⟨
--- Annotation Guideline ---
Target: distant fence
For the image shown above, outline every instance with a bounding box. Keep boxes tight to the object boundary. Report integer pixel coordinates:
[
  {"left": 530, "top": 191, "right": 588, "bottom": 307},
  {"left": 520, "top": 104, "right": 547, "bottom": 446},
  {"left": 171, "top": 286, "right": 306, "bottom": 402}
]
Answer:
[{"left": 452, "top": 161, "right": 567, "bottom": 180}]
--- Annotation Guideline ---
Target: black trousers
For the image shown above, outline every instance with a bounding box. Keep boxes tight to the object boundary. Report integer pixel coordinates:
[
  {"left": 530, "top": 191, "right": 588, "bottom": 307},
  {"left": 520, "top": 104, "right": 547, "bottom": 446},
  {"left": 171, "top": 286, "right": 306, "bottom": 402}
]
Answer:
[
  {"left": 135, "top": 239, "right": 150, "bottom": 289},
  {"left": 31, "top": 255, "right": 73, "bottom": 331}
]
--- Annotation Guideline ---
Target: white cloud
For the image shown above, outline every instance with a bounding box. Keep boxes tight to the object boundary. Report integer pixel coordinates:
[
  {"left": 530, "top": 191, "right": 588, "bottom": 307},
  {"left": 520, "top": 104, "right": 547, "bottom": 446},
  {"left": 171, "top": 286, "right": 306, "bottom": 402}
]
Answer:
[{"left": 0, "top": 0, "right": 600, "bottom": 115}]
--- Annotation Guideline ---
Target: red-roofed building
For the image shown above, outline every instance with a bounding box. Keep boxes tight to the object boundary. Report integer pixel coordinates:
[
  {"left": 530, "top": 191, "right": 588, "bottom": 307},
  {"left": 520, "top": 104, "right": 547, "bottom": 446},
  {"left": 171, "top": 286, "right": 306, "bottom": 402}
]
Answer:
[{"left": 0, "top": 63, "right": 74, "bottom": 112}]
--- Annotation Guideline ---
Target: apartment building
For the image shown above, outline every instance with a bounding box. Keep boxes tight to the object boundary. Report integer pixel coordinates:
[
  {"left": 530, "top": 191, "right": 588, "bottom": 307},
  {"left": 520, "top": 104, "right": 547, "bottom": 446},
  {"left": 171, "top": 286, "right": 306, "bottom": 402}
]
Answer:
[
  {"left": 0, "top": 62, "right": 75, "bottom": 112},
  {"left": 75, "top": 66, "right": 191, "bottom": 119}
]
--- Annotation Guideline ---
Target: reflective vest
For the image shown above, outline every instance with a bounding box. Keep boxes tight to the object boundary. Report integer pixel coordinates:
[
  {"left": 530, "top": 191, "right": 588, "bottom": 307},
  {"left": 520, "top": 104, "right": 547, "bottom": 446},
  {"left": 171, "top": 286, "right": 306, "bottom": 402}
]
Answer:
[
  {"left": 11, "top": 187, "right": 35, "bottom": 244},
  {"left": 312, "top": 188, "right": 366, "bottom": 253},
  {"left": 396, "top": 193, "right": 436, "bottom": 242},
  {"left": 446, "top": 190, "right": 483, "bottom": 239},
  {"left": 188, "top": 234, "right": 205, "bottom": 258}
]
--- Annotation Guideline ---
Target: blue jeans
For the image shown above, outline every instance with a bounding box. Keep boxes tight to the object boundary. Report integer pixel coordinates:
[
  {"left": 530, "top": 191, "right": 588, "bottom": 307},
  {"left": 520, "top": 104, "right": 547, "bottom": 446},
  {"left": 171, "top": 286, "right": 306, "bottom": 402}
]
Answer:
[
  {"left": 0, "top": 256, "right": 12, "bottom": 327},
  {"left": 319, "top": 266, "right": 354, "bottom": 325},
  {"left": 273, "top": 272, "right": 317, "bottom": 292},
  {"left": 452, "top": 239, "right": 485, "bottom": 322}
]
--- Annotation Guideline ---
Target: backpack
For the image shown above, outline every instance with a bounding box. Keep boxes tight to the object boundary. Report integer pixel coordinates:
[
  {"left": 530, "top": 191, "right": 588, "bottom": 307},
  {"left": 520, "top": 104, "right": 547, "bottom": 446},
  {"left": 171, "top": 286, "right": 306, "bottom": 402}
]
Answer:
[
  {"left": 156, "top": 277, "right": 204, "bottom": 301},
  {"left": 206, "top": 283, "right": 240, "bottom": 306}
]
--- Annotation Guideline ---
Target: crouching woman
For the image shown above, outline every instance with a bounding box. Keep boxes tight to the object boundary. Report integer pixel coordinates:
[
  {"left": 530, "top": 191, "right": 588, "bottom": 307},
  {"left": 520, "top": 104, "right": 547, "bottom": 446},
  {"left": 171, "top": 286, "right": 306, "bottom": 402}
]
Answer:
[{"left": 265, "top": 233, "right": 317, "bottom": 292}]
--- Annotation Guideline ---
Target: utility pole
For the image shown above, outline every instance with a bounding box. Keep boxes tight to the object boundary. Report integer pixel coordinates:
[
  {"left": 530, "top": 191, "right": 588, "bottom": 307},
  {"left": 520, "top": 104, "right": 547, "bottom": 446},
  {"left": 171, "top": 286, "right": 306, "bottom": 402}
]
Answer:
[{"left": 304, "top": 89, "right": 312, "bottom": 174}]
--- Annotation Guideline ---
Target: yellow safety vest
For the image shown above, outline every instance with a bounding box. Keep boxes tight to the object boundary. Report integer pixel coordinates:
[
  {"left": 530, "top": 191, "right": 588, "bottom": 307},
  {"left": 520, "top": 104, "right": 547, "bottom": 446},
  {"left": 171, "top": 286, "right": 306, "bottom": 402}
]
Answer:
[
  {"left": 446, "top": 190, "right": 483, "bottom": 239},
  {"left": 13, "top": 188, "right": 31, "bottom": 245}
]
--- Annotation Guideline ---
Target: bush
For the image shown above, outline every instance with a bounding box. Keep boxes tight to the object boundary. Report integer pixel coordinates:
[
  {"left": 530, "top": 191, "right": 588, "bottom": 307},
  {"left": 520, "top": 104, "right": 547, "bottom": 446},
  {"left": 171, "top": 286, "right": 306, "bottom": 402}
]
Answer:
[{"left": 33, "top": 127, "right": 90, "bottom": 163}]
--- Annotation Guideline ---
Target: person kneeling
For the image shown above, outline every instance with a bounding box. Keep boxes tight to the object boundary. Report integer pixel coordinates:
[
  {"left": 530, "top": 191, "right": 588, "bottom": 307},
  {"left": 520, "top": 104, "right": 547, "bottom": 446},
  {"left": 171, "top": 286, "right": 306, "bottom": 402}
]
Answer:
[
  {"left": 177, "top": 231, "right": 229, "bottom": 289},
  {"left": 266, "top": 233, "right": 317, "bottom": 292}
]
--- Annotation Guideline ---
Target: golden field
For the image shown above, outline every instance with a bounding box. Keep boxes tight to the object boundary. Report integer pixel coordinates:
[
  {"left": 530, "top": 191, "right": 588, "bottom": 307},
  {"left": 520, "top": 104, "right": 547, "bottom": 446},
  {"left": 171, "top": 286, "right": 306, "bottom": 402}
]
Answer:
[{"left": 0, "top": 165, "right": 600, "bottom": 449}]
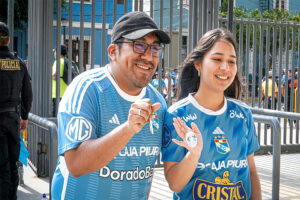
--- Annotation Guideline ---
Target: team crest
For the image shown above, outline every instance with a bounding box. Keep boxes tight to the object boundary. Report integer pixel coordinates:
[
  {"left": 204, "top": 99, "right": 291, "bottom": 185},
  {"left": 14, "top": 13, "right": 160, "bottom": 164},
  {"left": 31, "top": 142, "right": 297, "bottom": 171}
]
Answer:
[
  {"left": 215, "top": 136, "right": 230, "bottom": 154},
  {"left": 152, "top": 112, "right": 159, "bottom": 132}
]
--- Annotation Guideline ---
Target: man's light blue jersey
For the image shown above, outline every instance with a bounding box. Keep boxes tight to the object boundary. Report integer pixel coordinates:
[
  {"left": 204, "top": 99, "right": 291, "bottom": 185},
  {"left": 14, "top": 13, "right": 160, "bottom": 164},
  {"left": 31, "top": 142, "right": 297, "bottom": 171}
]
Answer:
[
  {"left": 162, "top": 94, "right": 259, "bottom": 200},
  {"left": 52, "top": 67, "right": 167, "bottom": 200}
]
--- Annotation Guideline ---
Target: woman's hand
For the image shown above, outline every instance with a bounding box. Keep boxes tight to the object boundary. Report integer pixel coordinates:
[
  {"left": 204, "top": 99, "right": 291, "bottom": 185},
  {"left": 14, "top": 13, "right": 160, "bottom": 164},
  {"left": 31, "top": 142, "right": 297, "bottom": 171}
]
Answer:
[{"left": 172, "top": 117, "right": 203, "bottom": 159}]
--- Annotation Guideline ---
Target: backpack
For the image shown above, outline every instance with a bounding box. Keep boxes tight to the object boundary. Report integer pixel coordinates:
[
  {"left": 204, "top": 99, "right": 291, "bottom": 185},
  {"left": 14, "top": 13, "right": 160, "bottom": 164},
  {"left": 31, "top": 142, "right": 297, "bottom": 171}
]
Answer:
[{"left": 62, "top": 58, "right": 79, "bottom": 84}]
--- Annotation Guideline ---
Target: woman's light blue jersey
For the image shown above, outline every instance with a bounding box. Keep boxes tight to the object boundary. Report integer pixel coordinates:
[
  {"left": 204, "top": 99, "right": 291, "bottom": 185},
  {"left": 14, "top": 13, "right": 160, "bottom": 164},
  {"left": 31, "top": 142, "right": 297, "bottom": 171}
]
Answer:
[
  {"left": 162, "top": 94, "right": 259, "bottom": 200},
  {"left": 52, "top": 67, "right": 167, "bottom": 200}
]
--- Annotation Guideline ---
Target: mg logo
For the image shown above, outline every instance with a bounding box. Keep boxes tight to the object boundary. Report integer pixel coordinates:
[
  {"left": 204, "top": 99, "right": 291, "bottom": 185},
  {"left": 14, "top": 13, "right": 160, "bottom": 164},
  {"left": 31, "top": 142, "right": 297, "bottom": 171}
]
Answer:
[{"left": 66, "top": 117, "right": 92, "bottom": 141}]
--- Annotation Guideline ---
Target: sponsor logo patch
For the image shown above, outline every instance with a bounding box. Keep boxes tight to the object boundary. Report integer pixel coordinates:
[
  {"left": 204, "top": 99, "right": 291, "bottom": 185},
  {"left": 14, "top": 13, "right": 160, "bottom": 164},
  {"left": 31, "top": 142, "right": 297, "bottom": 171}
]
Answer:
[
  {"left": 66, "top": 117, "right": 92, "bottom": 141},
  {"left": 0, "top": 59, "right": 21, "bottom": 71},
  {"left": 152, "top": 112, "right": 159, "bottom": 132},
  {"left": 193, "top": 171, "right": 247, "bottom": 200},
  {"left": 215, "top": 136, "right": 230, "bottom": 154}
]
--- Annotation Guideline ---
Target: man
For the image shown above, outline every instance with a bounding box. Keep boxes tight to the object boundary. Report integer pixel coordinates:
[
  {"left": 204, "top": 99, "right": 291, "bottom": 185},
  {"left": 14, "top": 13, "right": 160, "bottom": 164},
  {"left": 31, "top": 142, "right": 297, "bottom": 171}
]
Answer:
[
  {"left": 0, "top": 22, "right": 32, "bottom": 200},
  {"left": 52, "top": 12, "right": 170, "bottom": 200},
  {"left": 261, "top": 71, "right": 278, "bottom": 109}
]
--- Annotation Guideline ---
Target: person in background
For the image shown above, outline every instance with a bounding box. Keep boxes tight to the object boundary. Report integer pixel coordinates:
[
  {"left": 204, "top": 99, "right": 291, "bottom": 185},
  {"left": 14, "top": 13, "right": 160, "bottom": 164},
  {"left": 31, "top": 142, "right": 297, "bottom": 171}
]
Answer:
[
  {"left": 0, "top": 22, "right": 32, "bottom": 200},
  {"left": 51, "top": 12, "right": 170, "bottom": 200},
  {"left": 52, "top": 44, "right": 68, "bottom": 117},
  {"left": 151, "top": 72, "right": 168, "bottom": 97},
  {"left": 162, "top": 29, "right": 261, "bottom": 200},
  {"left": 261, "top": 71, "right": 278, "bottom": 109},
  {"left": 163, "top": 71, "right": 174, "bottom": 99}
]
⟩
Task description: Count the lines in the material above that contain the string "building", with case taken into account. Reply with the number alone.

Problem solution: 2